# WORK INSTRUCTION:
I need the records below retyped exactly.
====== THE DATA ======
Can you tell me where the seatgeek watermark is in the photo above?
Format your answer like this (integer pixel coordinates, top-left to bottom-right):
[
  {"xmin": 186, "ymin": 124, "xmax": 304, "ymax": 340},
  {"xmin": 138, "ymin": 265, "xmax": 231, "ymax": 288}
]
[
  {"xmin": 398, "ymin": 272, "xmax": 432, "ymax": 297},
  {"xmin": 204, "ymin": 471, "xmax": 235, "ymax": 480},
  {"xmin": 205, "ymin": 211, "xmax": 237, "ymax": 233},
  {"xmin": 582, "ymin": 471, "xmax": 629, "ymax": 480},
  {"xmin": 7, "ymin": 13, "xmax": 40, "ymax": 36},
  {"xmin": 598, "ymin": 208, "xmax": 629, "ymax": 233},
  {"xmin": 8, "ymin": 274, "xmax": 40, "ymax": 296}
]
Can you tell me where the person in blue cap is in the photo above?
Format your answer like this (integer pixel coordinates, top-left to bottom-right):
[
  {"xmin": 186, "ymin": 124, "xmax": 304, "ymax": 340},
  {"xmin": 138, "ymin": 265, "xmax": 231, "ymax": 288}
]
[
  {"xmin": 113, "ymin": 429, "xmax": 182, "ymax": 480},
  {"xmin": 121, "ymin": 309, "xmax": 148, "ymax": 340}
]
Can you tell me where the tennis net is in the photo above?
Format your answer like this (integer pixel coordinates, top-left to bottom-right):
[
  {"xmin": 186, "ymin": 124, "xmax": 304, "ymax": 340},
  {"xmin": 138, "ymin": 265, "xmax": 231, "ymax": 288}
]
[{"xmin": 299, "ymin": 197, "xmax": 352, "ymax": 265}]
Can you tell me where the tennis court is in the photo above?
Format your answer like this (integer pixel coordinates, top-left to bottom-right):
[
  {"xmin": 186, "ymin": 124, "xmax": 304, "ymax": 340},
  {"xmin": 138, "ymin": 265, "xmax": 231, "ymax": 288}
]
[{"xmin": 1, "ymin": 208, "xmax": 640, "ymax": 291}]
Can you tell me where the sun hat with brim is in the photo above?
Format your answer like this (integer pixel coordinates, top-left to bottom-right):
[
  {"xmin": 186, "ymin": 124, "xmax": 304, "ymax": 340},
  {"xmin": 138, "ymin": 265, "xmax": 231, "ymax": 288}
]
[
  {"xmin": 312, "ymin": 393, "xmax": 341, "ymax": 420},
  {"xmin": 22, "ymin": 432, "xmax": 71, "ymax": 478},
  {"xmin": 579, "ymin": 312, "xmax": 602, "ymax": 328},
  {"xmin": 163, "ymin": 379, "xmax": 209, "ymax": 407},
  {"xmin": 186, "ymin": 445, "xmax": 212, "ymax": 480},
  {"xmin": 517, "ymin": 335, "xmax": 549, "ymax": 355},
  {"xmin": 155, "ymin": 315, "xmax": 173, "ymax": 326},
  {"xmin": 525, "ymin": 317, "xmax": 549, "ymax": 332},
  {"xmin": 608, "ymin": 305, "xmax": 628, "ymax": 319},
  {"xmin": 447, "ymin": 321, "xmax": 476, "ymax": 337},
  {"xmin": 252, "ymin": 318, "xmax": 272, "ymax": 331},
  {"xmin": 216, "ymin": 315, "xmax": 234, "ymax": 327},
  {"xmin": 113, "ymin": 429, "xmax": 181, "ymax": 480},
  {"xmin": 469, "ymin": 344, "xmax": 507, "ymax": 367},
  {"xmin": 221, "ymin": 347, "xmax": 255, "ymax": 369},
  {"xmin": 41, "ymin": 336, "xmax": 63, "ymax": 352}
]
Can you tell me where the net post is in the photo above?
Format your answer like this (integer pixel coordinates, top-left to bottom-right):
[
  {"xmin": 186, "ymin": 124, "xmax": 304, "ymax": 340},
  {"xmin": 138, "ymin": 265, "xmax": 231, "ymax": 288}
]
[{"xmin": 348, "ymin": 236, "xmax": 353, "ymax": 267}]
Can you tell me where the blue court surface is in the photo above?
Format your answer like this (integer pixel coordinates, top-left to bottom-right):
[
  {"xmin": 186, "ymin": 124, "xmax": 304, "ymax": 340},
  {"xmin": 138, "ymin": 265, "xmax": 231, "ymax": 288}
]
======
# RESULT FOR THIS EXERCISE:
Can you tell me where the seatgeek watermark is in the photo above?
Format your answer like this (integer pixel coordinates, top-left to bottom-right):
[
  {"xmin": 186, "ymin": 124, "xmax": 304, "ymax": 340},
  {"xmin": 138, "ymin": 265, "xmax": 231, "ymax": 288}
]
[
  {"xmin": 398, "ymin": 272, "xmax": 432, "ymax": 297},
  {"xmin": 204, "ymin": 471, "xmax": 235, "ymax": 480},
  {"xmin": 205, "ymin": 211, "xmax": 237, "ymax": 233},
  {"xmin": 582, "ymin": 471, "xmax": 629, "ymax": 480},
  {"xmin": 7, "ymin": 13, "xmax": 40, "ymax": 36},
  {"xmin": 598, "ymin": 208, "xmax": 629, "ymax": 233},
  {"xmin": 8, "ymin": 274, "xmax": 40, "ymax": 296}
]
Can you tell me where the person in blue cap is in the photo above?
Format your answer like this (integer pixel coordinates, top-left to bottom-right):
[
  {"xmin": 186, "ymin": 124, "xmax": 304, "ymax": 340},
  {"xmin": 138, "ymin": 265, "xmax": 231, "ymax": 288}
]
[
  {"xmin": 113, "ymin": 429, "xmax": 182, "ymax": 480},
  {"xmin": 121, "ymin": 309, "xmax": 148, "ymax": 340}
]
Can you tell me where the tennis net is in the photo above?
Format your answer like this (integer pixel coordinates, top-left to bottom-right):
[
  {"xmin": 186, "ymin": 124, "xmax": 304, "ymax": 340},
  {"xmin": 138, "ymin": 265, "xmax": 231, "ymax": 288}
]
[{"xmin": 299, "ymin": 197, "xmax": 352, "ymax": 265}]
Can you tell me where the tennis court is in the photo above?
Format your answer like this (integer pixel coordinates, top-left to bottom-right):
[
  {"xmin": 186, "ymin": 124, "xmax": 304, "ymax": 340},
  {"xmin": 138, "ymin": 265, "xmax": 231, "ymax": 288}
]
[{"xmin": 1, "ymin": 208, "xmax": 640, "ymax": 291}]
Can you tell me where the sun hat with brim is in the photo above?
Format your answer like this (integer pixel coordinates, top-left to bottom-right):
[
  {"xmin": 186, "ymin": 124, "xmax": 304, "ymax": 340},
  {"xmin": 138, "ymin": 265, "xmax": 231, "ymax": 288}
]
[
  {"xmin": 312, "ymin": 393, "xmax": 341, "ymax": 420},
  {"xmin": 22, "ymin": 432, "xmax": 71, "ymax": 478},
  {"xmin": 579, "ymin": 312, "xmax": 602, "ymax": 328},
  {"xmin": 163, "ymin": 379, "xmax": 209, "ymax": 407},
  {"xmin": 186, "ymin": 445, "xmax": 212, "ymax": 480},
  {"xmin": 517, "ymin": 335, "xmax": 549, "ymax": 355},
  {"xmin": 155, "ymin": 315, "xmax": 173, "ymax": 326},
  {"xmin": 525, "ymin": 317, "xmax": 549, "ymax": 332},
  {"xmin": 608, "ymin": 305, "xmax": 628, "ymax": 319},
  {"xmin": 447, "ymin": 321, "xmax": 476, "ymax": 337},
  {"xmin": 252, "ymin": 318, "xmax": 272, "ymax": 331},
  {"xmin": 216, "ymin": 315, "xmax": 234, "ymax": 327},
  {"xmin": 113, "ymin": 429, "xmax": 181, "ymax": 480},
  {"xmin": 469, "ymin": 344, "xmax": 507, "ymax": 367},
  {"xmin": 221, "ymin": 347, "xmax": 255, "ymax": 369},
  {"xmin": 41, "ymin": 336, "xmax": 63, "ymax": 352}
]
Can you tell me where the net post is in the photo above?
Format your answer like this (integer pixel coordinates, top-left to bottom-right):
[
  {"xmin": 186, "ymin": 124, "xmax": 304, "ymax": 340},
  {"xmin": 138, "ymin": 265, "xmax": 231, "ymax": 288}
]
[{"xmin": 348, "ymin": 236, "xmax": 353, "ymax": 267}]
Can you tell me where the blue court surface is in the photo above?
Format your answer like this (integer pixel coordinates, top-left to bottom-right):
[
  {"xmin": 186, "ymin": 124, "xmax": 304, "ymax": 340},
  {"xmin": 138, "ymin": 265, "xmax": 231, "ymax": 288}
]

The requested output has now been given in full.